__What this task involves__
Take each line from the entries that holds "rock" and copy it out.

··· Data records

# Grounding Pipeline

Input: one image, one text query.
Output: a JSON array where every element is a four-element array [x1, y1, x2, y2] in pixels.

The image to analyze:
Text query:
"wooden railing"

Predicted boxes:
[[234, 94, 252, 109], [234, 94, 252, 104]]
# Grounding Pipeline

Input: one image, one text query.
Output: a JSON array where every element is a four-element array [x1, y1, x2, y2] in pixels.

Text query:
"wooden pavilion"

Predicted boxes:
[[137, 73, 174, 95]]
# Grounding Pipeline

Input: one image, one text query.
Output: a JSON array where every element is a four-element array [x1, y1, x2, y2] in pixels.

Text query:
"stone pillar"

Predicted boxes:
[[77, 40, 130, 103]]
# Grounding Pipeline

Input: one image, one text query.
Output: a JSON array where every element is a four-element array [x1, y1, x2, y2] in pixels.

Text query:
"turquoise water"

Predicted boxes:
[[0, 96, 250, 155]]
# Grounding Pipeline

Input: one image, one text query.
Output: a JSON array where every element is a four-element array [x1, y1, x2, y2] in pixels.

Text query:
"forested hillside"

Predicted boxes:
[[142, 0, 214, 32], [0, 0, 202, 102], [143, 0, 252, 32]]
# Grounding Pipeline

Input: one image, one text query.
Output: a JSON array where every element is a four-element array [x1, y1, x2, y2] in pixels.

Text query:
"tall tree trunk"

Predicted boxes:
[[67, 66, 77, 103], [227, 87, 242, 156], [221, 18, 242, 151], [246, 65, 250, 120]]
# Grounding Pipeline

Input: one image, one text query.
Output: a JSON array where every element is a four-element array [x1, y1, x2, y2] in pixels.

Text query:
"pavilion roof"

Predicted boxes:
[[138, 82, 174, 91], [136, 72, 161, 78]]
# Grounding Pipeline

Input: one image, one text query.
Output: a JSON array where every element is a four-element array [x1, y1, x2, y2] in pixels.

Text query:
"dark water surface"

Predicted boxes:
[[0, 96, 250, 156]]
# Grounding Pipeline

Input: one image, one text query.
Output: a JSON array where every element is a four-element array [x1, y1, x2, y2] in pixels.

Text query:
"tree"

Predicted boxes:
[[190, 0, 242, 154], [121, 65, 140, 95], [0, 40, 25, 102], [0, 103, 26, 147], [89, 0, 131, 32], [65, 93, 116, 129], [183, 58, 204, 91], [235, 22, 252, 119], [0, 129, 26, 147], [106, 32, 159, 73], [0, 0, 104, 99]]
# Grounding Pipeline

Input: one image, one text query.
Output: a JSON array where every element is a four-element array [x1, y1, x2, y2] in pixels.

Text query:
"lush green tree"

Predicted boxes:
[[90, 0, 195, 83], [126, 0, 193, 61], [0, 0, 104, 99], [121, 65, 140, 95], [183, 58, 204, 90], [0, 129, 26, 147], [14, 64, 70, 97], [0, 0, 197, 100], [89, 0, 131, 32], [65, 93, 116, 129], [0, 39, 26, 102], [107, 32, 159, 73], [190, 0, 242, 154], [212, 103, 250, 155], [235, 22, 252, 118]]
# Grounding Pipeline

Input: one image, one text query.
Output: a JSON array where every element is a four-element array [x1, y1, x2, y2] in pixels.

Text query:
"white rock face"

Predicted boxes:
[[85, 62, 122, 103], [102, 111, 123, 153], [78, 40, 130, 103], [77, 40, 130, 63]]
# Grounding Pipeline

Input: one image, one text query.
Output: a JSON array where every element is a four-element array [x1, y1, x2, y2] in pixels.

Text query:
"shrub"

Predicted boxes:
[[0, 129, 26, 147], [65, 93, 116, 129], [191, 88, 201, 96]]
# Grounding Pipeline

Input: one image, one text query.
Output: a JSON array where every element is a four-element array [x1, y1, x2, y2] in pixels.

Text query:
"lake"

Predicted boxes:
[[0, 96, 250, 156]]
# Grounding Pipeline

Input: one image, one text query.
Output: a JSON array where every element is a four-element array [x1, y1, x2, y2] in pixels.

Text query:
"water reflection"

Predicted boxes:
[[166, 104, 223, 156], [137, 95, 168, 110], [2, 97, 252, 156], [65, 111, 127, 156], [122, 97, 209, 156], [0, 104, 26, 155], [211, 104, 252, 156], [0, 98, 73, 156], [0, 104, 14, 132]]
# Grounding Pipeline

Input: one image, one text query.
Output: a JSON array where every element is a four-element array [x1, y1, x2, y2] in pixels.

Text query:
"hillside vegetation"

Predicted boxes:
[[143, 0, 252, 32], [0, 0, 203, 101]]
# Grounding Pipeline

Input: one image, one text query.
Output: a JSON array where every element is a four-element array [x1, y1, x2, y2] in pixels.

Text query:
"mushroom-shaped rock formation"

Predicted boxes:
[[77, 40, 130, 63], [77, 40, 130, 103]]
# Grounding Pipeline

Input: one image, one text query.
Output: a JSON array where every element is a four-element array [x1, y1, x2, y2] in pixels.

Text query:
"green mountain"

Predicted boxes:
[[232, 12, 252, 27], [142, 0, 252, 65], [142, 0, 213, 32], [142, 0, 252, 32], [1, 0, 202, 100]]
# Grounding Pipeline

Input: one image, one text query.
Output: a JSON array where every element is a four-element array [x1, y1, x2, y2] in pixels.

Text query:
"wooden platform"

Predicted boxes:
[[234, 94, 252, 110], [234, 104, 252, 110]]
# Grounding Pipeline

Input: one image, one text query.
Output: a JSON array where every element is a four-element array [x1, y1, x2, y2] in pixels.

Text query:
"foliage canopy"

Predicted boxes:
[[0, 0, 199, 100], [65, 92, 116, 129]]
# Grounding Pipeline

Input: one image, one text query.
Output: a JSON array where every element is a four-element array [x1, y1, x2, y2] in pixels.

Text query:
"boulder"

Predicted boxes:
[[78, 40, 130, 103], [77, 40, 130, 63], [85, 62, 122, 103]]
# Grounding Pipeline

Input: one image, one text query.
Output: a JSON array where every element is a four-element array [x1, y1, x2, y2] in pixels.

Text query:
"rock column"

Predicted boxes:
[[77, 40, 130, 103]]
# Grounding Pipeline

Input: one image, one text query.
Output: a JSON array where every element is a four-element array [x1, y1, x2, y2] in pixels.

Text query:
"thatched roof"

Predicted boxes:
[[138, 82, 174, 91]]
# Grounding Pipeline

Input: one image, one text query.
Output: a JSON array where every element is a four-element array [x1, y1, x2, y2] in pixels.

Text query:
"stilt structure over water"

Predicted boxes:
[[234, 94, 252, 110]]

······

__Reply__
"white rock face"
"mushroom-shaped rock formation"
"rock column"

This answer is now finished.